▶ Passage to read:
Thanks for the continued responses. The input, feedback and reflection has been really helpful.
Things are still as they were when I first posted. I guess my main approach right now is to avoid jumping to quick conclusions and decisions, while also being as honest with myself and my others as possible. The counselling is helping, and is reaffirming my own process around identifying what I truly want in relationship, and then reflecting on my options. Well, I'm not actually reflecting on options yet. I am enjoying what I have and trying not to feel the pressure of wanting something more/else. There is no rush.
I do feel very conflicted many days, though. I suppose I innately have a monogamous mindset that seeks to build a life out of the emotions I share with my OSO. And the polyamory is an accommodation to my husband's desires, which I understand and support on a logical, practical level, but which isn't my own innate disposition or desire, despite clearly enjoying my own other relationship. It's complex. (When is it not though, right?)

▶ Tasks for this exercise:
1. In the relationship post, whose desires is the polyamory an accommodation to?
2. Output the part of the relationship post starting with "Thanks for the" and going on through "is no rush.".
3. Write the next part of the relationship post, picking up after its final sentence.

▶ Supplied entries:
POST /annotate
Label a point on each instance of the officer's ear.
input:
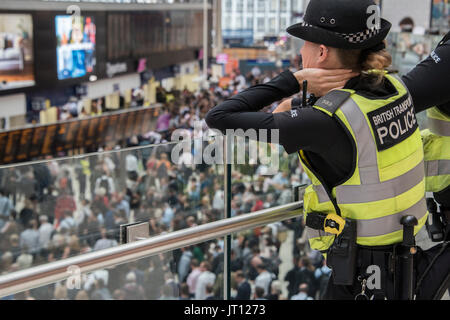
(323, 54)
--
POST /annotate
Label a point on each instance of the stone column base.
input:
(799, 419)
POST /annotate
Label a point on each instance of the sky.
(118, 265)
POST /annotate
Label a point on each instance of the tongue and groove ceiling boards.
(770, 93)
...
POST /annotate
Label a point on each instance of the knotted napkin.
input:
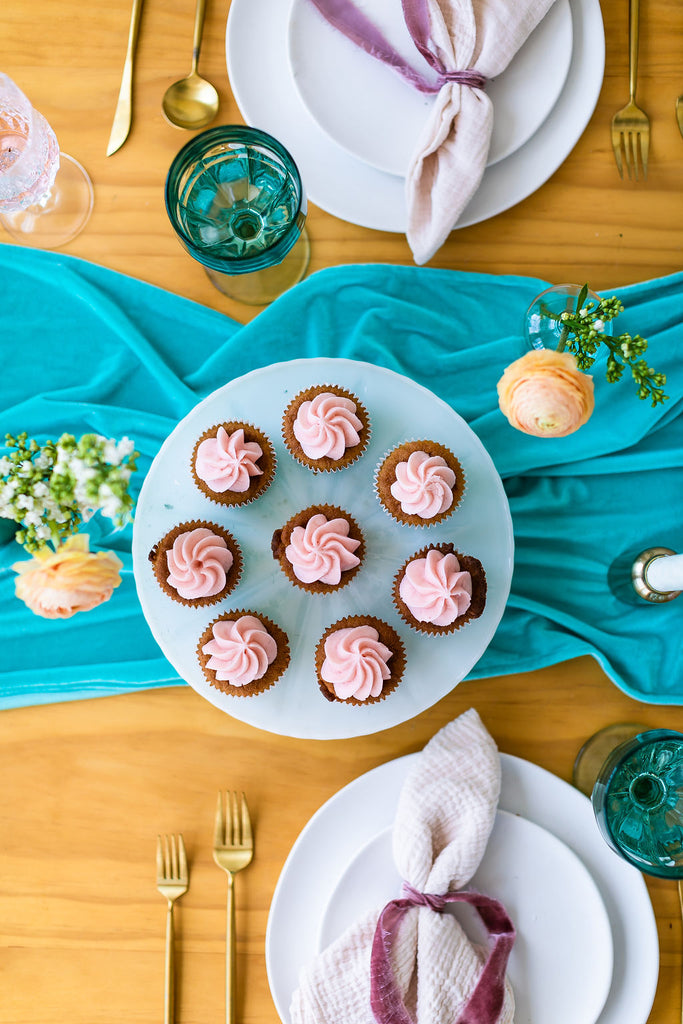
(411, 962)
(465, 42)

▶ The answers:
1. The writer's husband's desires.

2.
Thanks for the continued responses. The input, feedback and reflection has been really helpful.
Things are still as they were when I first posted. I guess my main approach right now is to avoid jumping to quick conclusions and decisions, while also being as honest with myself and my others as possible. The counselling is helping, and is reaffirming my own process around identifying what I truly want in relationship, and then reflecting on my options. Well, I'm not actually reflecting on options yet. I am enjoying what I have and trying not to feel the pressure of wanting something more/else. There is no rush.

3.
My own thoughts and honesty about this process with my husband have certainly stirred up a lot of instability in him, and have propelled him towards engaging with me a bit more on some of the topics that are issues for me. I'm hoping there will be some long-term growth between us.
And in the meantime, I am also deeply enjoying the connection my OSO and I share, in this moment, as it is. In many ways, I am blessed to be experiencing this. I've never been loved like this before in my life and it is extraordinary.
Anyway, that's my update!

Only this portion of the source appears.